# TASK REQUIREMENTS
Return each line from the rows below that contains the string "TARGET". Case counts.

++++

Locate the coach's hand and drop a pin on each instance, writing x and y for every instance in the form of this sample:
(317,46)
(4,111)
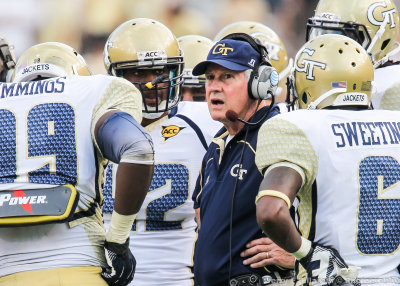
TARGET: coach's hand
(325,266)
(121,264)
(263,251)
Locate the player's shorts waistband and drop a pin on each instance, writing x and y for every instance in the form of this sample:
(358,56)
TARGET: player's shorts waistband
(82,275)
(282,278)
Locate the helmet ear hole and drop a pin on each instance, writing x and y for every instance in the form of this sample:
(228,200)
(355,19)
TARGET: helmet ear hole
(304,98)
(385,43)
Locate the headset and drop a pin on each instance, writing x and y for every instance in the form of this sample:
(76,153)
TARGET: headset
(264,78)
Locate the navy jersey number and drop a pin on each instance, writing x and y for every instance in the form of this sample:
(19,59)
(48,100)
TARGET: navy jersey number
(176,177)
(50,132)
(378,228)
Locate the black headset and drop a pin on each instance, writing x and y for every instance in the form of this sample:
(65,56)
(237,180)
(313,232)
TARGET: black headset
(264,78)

++++

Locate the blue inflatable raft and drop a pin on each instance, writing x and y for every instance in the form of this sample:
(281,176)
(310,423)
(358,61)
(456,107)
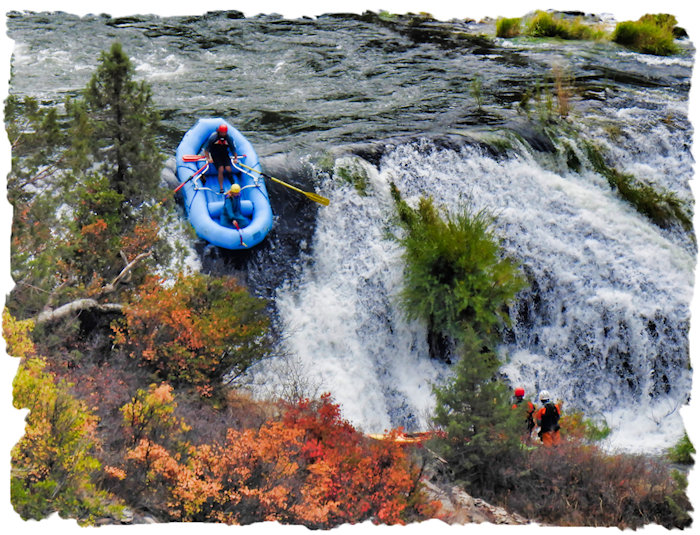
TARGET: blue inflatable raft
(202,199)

++++

# EXERCISE OUTPUT
TARGET: coach's hand
TARGET: player's shorts waistband
TARGET: helmet ear hole
TARGET: headset
TARGET: navy jersey number
TARGET: black headset
TARGET: blue inflatable raft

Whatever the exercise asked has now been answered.